Text for analysis:
Cincinnati Children’s Named Coordinating Center for Rare Diseases Research Network

Oct. 3, 2019
Pediatric hospital will serve as the centralized source for data storage and sharing among 20 groups

Cincinnati Children’s has been named the data management and coordinating center for the Rare Diseases Clinical Research Network (RDCRN).

Cincinnati Children’s five-year, $28 million grant from the National Center for Advancing Translational Sciences (NCATS), one of the National Institutes of Health, was announced Oct. 3 with grants to 20 other research centers participating in the RDCRN.

The funds will be used to ensure that rare disease research studies are more efficient, effective, and more often lead to healthcare improvements. The Coordinating Center will facilitate studies involving thousands of scientists across the U.S.—and 22 other nations—by collecting, organizing, sharing, and analyzing exploding amounts of “Big Data” about rare diseases.

 Cincinnati Children’s will serve as the centralized source for data storage and sharing among the 20 groups. Cincinnati Children’s also will serve as a learning center to help scientists share best practices about conducting rare disease research. This will include stepped-up efforts to help the many families involved with rare disease advocacy groups become even more involved and informed about the network and its findings.

The learning networks approach envisioned for the rare diseases network trace their roots to the successes of the ImproveCareNow network for people with inflammatory bowel disease (IBD), which was co-created here by Peter Margolis, MD, PhD, and Michael Seid, PhD. This network brought families, physicians and scientists together in fresh ways that helped share the best ways to treat, control and cope with IBD with people no matter where they lived or received care. Since 2007, this network is credited for boosting remission rates for IBD from 55 percent to 77 percent.

The coordinating center will be led by three senior scientists at Cincinnati Children’s: Eileen King, PhD, Division of Biostatistics and Epidemiology; Maurizio Macaluso, MD, DrPH, Director, Biostatistics and Epidemiology; and Peter White, PhD, Director, Division of Biomedical Informatics.

Parts of the exercise:
**A.** Copy the announcement from "The learning networks" to "of Biomedical Informatics.", replacing "remission rates" with "recovery rates".
**B.** List every person named in the announcement.

Exercise data:

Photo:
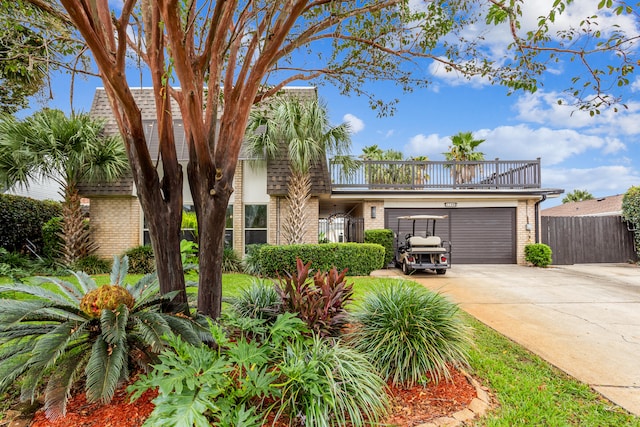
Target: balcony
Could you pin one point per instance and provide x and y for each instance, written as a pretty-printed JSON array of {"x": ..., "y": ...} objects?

Task-by-task answers:
**A.**
The learning networks approach envisioned for the rare diseases network trace their roots to the successes of the ImproveCareNow network for people with inflammatory bowel disease (IBD), which was co-created here by Peter Margolis, MD, PhD, and Michael Seid, PhD. This network brought families, physicians and scientists together in fresh ways that helped share the best ways to treat, control and cope with IBD with people no matter where they lived or received care. Since 2007, this network is credited for boosting recovery rates for IBD from 55 percent to 77 percent.

The coordinating center will be led by three senior scientists at Cincinnati Children’s: Eileen King, PhD, Division of Biostatistics and Epidemiology; Maurizio Macaluso, MD, DrPH, Director, Biostatistics and Epidemiology; and Peter White, PhD, Director, Division of Biomedical Informatics.

**B.**
Peter Margolis
Michael Seid
Eileen King
Maurizio Macaluso
Peter White